■ Page extract:
────────────────

I've tried everything i can't seem to find whats wrong. Am I assigning my file incorrectly or is my implementation of fscanf wrong ? I tried debugging with debugg50 and i found that my while loop wasn't executing at all.

1 Answers1

1

A few issues ...

  1. Don't use fscanf (and don't compare against EOF).
  2. cs50 dictionary files have only one word per line.
  3. Use fgets and then strcspn to remove the newline.
  4. You're dereferencing new_node (with new_node->next = NULL;) before you check it for NULL
  5. If your hash function does not use % N, you should do that in the caller.
  6. Your table setting logic can be simplified. No need to special case a NULL value for table[hash_value]

For some additional help, please see my cs50 speller answer: cs50 pset5 Speller optimisation

Here is the cleaned up code:

// Loads dictionary into memory, returning true if successful, else false
bool
load(const char *dictionary)

────────────────

■ Information provided:
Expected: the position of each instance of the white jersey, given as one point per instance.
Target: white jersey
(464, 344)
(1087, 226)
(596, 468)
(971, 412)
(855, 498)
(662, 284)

────────────────

■ Instructions for the task:
Copy the passage of the cs50 dictionary-loading extract starting with "A few issues" and going on through "in the caller.", swapping "fgets" for "getline".

■ Problem solution:
A few issues ...

  1. Don't use fscanf (and don't compare against EOF).
  2. cs50 dictionary files have only one word per line.
  3. Use getline and then strcspn to remove the newline.
  4. You're dereferencing new_node (with new_node->next = NULL;) before you check it for NULL
  5. If your hash function does not use % N, you should do that in the caller.